**Stated exercise**:
Reproduce the rows from the line containing "Annotate each instance of the gothic" through the last row, both ends included, keeping the requests and their format samples unchanged. In the answer points, multiply each x and y coordinate by 1.6 and round to a whole number, with halves going up.

**Task input**:

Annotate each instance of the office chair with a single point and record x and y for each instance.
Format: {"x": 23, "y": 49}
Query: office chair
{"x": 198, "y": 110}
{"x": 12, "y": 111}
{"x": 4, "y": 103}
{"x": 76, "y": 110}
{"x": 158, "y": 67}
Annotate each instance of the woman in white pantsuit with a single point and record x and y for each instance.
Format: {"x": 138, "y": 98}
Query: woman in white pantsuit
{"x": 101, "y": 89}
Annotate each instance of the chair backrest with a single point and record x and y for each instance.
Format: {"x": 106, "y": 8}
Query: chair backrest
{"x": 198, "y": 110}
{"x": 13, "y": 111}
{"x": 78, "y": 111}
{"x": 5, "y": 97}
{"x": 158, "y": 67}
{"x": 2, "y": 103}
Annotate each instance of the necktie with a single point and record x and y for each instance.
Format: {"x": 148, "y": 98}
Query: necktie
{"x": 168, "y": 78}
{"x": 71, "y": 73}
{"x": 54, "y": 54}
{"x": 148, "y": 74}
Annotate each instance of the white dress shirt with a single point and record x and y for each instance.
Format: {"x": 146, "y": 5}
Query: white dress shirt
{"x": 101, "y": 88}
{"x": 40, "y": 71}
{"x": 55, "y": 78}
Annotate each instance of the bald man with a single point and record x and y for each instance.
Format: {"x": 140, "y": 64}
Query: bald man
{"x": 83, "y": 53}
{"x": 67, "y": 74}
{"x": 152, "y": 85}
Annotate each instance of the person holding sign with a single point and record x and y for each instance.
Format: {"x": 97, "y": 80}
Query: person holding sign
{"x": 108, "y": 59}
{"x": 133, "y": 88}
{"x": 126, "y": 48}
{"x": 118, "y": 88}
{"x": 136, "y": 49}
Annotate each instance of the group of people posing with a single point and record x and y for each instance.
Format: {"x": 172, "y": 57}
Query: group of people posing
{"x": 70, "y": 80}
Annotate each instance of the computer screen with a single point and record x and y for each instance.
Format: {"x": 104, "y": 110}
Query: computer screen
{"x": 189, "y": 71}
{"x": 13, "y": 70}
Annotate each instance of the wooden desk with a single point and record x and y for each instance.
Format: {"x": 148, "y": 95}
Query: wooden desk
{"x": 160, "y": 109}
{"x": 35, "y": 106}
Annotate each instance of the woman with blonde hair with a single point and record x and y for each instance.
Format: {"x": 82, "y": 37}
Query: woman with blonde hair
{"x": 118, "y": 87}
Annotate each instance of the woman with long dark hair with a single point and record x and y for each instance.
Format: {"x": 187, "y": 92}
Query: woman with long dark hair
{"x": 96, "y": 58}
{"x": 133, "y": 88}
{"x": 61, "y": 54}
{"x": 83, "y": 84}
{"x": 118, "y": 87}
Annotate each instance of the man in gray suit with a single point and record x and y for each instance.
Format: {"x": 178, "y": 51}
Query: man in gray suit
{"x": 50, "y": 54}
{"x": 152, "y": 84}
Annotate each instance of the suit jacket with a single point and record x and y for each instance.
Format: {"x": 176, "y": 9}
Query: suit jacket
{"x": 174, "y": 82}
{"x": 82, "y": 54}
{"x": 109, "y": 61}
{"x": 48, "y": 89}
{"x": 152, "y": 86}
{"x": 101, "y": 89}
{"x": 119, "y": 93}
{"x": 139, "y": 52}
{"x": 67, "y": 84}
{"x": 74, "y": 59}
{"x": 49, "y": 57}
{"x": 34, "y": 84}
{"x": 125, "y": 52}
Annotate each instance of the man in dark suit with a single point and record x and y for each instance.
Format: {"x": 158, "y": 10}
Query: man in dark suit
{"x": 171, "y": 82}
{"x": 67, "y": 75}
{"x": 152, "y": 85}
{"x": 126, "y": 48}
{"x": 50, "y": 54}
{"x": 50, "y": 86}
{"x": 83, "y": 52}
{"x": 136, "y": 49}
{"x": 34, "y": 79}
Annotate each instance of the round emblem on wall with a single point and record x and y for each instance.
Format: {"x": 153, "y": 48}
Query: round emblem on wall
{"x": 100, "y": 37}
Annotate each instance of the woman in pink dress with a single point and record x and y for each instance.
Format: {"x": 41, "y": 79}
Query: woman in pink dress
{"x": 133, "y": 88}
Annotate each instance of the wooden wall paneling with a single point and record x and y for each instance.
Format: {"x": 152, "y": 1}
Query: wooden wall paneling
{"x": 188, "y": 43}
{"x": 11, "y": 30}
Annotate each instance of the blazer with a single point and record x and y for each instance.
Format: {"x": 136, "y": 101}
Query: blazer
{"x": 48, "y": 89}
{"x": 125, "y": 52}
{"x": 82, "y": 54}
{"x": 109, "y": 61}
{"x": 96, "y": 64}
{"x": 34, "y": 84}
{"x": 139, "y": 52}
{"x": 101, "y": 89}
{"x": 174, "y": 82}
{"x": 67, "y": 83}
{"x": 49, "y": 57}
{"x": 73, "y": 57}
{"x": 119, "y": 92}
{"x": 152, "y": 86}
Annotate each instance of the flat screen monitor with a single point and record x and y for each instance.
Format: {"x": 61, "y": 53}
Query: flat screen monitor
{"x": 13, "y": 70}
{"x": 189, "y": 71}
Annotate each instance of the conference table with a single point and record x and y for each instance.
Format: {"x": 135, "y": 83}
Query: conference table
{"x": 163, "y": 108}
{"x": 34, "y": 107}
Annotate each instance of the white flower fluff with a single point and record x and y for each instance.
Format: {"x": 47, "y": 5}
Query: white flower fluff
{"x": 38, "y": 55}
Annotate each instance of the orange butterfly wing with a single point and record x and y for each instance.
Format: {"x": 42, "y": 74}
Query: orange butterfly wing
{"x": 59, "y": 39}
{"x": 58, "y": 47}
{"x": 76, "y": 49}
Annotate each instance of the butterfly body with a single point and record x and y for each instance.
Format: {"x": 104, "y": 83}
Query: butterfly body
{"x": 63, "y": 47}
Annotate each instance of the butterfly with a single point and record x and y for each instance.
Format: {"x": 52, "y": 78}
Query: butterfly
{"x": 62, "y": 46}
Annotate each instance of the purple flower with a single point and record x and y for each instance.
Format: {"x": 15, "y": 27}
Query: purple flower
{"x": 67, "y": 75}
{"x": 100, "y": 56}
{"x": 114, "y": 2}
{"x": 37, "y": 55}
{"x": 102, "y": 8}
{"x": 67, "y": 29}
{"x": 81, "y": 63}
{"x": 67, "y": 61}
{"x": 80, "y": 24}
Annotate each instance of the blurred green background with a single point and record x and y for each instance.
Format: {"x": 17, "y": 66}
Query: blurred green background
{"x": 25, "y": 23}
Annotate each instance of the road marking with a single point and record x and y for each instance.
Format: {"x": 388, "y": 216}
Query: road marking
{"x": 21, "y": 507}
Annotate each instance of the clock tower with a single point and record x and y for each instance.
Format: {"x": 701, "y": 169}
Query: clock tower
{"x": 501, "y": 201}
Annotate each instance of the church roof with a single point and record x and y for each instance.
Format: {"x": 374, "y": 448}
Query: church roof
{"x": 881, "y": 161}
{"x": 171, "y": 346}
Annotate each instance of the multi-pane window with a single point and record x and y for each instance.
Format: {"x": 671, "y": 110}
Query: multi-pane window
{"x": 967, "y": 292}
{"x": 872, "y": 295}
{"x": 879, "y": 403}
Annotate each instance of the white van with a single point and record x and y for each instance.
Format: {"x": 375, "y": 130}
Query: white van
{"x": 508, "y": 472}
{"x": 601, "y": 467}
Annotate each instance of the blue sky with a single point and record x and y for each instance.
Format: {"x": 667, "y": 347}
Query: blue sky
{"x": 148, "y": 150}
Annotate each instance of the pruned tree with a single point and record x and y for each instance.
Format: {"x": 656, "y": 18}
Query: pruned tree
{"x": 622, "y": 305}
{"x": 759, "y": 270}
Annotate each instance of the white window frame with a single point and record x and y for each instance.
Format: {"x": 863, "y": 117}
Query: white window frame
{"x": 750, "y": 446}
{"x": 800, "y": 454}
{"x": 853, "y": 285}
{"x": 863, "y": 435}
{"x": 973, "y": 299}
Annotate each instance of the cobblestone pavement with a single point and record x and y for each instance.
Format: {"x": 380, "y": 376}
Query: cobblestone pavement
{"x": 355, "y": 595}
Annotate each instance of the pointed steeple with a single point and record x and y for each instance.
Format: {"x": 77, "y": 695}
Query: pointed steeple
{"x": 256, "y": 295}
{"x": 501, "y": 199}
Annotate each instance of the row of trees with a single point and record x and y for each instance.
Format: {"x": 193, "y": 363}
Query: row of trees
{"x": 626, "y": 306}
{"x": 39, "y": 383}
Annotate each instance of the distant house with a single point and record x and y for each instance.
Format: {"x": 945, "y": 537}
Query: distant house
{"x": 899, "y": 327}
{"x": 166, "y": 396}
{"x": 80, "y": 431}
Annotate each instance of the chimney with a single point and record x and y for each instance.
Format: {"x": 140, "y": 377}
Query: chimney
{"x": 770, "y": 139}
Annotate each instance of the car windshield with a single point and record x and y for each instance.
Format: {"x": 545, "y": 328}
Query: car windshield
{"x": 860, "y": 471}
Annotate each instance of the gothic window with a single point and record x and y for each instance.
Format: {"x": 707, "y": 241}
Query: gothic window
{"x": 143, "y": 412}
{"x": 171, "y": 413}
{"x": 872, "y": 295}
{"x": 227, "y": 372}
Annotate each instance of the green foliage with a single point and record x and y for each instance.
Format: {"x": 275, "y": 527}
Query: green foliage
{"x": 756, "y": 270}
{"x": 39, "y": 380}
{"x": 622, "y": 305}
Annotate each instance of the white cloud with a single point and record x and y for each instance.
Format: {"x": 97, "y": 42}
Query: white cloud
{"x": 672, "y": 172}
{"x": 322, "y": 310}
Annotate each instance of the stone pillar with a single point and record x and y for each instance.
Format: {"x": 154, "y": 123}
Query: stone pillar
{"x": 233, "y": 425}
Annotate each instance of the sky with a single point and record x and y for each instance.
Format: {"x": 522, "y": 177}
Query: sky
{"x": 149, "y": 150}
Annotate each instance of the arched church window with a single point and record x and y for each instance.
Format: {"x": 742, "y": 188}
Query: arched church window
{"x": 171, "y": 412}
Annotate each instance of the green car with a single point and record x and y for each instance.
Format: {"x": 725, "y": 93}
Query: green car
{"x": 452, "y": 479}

**Task answer**:
Annotate each instance of the gothic window with a single point and record x and y for each instance.
Format: {"x": 707, "y": 241}
Query: gothic window
{"x": 229, "y": 659}
{"x": 274, "y": 661}
{"x": 1395, "y": 472}
{"x": 363, "y": 595}
Annotate each instance of the green foliage with a single point and record x and y for each instance.
Format: {"x": 275, "y": 527}
Query: green foliage
{"x": 1210, "y": 432}
{"x": 62, "y": 608}
{"x": 995, "y": 488}
Annotate each instance of the white cloud with a single point and record x and y for each instance.
Format: {"x": 97, "y": 42}
Query: white cloud
{"x": 1075, "y": 275}
{"x": 515, "y": 496}
Annotate each instance of the stone pillar with a single point and record x and y for each instance.
Format: {"x": 154, "y": 123}
Query: stone pillar
{"x": 373, "y": 680}
Annotate each instance of the sky with a single point and record x and y for each instance.
Format: {"x": 522, "y": 177}
Query: sky
{"x": 238, "y": 240}
Annotate each instance of the arched church window with a single point and record x and y for each instance.
Format: {"x": 742, "y": 188}
Query: arched church window
{"x": 274, "y": 659}
Annotate each instance of the green car with a single point and record x and y for each instance.
Format: {"x": 725, "y": 93}
Query: green car
{"x": 723, "y": 766}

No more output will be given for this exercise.